Information shown:
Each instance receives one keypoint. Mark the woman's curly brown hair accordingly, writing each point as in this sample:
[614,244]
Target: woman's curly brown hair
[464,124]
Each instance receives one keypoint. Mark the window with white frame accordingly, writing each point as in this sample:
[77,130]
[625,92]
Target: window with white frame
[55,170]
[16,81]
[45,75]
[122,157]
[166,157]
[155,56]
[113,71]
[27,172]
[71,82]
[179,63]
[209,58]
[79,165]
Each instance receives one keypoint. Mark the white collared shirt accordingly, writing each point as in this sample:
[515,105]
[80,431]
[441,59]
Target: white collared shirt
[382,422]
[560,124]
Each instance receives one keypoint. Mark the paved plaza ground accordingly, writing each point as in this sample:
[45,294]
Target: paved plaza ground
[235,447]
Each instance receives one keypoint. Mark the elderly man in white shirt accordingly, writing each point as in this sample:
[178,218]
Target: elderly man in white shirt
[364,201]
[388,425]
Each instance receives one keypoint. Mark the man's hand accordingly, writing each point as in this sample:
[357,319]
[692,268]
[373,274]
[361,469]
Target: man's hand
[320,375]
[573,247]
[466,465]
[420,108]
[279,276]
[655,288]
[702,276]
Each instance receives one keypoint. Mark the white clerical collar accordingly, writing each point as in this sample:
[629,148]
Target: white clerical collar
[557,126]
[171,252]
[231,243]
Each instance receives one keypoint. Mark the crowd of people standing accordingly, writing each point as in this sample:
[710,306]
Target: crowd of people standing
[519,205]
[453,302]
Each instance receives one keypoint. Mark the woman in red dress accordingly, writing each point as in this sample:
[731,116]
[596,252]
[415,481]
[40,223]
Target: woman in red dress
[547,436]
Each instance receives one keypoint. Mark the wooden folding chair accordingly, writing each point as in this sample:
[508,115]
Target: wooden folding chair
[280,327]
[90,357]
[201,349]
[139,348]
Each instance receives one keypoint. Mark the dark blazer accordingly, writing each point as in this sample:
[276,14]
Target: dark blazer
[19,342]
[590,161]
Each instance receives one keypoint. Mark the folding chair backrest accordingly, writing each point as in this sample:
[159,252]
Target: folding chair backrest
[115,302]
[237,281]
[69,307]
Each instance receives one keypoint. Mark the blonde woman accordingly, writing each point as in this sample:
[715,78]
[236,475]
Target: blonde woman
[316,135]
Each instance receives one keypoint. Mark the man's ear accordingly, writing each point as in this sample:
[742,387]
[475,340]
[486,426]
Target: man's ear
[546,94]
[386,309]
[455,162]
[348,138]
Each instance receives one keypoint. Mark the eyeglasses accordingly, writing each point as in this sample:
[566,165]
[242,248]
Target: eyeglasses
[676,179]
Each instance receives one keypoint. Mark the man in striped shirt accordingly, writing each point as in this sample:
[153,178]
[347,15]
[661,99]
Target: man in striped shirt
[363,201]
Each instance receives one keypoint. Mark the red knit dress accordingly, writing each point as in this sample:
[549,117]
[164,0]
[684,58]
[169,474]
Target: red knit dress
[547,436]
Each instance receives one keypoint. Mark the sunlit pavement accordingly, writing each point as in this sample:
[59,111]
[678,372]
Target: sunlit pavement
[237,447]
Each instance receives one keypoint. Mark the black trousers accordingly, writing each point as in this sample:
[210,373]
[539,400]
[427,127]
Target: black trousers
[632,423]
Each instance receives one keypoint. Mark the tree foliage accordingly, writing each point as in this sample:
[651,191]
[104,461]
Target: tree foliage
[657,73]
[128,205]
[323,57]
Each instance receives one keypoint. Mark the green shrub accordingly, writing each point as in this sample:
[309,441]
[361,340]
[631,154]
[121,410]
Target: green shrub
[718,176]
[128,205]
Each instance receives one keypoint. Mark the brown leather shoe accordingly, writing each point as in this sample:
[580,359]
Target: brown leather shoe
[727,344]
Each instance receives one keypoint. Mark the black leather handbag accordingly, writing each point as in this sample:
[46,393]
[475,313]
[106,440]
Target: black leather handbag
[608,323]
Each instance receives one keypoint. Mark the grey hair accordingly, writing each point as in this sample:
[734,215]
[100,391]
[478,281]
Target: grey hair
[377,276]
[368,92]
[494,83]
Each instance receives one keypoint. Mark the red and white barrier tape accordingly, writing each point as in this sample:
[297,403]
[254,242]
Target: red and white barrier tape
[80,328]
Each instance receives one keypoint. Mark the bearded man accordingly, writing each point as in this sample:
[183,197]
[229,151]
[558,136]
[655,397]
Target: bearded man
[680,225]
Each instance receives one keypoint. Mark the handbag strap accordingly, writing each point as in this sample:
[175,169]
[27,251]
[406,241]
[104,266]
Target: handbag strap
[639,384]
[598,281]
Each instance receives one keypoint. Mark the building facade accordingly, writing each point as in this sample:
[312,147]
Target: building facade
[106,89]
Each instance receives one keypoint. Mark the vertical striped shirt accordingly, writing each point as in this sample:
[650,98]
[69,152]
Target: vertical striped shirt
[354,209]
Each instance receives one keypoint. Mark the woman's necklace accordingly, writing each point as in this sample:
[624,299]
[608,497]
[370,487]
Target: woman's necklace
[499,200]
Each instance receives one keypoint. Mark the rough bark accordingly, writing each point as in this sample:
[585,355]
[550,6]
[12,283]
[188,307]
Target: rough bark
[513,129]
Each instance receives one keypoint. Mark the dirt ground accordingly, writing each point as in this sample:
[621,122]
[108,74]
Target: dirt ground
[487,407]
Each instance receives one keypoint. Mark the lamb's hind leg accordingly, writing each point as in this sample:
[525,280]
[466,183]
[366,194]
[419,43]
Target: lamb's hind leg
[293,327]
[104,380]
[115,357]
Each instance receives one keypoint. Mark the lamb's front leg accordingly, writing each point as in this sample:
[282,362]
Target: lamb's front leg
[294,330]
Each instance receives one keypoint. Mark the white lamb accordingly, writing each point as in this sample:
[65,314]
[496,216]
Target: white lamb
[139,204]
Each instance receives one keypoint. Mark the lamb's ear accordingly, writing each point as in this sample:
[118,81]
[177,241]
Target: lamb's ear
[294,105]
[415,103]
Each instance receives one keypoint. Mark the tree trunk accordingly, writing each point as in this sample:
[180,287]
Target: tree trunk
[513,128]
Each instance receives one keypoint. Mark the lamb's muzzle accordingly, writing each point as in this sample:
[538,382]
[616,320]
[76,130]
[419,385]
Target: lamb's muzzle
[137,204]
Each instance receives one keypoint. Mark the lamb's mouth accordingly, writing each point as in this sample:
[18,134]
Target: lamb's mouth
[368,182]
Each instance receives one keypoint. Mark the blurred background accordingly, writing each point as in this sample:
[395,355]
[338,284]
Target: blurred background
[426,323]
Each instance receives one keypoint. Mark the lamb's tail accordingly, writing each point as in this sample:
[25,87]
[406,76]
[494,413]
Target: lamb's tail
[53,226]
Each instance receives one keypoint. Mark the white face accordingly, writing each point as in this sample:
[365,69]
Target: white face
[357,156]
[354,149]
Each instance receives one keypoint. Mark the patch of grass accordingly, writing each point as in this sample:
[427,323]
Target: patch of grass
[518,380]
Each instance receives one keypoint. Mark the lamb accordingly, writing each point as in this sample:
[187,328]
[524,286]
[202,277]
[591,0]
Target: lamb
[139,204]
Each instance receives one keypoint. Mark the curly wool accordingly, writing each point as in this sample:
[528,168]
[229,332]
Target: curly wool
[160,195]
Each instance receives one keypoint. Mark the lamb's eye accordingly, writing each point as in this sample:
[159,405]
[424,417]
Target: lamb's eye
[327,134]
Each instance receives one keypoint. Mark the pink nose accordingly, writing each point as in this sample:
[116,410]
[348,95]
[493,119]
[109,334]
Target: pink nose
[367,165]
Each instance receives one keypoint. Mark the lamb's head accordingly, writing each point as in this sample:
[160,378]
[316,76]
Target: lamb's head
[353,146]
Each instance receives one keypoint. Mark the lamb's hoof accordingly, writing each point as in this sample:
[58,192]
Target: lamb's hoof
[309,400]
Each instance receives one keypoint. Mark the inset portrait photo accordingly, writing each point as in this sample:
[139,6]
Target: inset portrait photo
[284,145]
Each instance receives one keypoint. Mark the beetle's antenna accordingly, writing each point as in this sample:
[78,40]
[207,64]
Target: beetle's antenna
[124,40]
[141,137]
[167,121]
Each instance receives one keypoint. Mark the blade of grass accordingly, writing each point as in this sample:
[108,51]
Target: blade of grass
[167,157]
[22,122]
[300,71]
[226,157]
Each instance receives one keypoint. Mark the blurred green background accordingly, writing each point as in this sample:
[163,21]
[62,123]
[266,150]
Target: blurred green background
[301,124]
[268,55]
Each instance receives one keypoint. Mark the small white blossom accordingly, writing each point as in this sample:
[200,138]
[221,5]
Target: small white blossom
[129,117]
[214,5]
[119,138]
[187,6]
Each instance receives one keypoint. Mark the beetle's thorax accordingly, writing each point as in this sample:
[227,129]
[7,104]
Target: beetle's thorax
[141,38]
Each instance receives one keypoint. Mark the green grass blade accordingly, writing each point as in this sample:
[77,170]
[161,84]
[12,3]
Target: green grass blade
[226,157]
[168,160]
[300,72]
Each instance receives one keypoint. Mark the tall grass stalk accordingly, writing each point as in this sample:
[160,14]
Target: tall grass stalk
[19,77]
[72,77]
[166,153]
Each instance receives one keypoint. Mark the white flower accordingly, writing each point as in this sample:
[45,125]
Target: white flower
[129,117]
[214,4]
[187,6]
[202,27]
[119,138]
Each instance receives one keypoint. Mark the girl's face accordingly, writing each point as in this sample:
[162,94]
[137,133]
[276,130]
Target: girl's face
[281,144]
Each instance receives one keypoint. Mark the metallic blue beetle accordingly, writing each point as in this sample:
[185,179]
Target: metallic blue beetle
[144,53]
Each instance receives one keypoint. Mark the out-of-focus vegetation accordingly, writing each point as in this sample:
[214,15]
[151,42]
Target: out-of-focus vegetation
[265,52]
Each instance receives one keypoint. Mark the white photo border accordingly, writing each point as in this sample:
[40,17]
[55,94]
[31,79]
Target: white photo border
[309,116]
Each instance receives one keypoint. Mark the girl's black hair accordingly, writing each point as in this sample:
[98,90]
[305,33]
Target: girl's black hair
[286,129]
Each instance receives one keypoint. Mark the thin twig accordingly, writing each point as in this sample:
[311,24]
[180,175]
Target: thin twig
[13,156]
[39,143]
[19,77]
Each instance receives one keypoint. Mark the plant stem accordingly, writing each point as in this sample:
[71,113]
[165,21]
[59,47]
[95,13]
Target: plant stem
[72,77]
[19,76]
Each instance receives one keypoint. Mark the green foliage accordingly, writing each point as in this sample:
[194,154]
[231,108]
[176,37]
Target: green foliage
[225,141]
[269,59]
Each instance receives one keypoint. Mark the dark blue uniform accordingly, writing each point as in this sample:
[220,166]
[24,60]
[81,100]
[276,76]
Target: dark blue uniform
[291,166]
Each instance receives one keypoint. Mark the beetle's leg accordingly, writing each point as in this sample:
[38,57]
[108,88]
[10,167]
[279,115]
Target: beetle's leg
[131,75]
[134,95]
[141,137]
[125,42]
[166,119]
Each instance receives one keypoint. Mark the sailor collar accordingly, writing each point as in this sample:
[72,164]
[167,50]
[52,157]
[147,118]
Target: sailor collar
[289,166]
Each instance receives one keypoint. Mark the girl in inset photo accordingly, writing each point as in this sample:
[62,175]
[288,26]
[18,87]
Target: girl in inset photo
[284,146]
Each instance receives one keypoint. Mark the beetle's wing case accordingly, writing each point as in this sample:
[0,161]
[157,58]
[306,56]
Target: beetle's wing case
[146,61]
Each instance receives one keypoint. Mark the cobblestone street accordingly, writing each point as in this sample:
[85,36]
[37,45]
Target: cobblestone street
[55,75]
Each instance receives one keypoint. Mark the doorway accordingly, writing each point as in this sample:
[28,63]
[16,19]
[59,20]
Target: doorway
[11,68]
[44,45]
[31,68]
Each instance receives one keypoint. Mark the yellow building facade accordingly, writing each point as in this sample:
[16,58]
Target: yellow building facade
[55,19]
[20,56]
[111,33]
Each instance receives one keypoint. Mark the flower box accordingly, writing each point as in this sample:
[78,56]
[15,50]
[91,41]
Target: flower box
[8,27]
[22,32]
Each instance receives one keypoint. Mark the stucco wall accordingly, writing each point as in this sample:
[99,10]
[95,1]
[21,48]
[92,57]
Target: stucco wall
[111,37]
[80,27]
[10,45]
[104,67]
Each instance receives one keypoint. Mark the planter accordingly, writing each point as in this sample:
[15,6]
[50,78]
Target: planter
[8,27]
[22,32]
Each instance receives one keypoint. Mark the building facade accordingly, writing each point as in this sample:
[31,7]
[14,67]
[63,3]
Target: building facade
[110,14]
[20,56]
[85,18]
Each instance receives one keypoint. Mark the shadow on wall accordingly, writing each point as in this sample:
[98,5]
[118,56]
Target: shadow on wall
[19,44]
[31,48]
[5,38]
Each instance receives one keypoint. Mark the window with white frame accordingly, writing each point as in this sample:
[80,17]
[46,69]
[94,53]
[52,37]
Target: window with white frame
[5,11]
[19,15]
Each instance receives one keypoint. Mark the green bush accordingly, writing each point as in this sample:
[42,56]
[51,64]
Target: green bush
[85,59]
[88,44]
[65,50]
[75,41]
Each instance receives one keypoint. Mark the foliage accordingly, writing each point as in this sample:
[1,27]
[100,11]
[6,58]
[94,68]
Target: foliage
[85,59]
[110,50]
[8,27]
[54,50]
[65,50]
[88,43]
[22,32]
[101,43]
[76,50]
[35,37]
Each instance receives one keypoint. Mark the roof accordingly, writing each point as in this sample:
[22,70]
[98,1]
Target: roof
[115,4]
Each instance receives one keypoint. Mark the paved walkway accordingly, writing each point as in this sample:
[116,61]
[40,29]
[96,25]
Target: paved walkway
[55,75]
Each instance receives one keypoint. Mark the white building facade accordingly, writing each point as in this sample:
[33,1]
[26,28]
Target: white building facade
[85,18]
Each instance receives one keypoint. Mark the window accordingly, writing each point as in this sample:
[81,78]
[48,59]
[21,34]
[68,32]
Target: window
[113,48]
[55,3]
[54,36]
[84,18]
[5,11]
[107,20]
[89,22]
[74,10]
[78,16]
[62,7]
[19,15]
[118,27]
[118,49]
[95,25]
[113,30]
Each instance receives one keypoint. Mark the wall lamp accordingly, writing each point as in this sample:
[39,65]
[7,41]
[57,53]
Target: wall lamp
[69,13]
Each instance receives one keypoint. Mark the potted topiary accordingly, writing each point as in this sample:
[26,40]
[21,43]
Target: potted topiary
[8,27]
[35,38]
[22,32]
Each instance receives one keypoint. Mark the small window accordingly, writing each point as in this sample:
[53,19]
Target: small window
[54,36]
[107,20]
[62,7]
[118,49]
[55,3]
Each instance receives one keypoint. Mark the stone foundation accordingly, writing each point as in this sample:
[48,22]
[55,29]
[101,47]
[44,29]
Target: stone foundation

Task directions:
Replace "keypoint" with "marker" in the rows from the line with "Each instance receives one keypoint. Mark the potted" up to and including the last line of the rows, and give those lines again with everything else unchanged.

Full response:
Each instance receives one marker. Mark the potted topiary accordingly, writing each point as in this sample:
[26,40]
[21,43]
Target: potted topiary
[8,27]
[35,38]
[22,32]
Each instance receives one marker. Mark the small window accordingly, writing each point as in this sample:
[53,19]
Target: small window
[54,36]
[107,20]
[62,7]
[118,49]
[55,3]
Each instance receives one marker. Mark the stone foundation accordingly, writing each point as in this sample:
[48,22]
[55,29]
[101,47]
[44,29]
Target: stone foundation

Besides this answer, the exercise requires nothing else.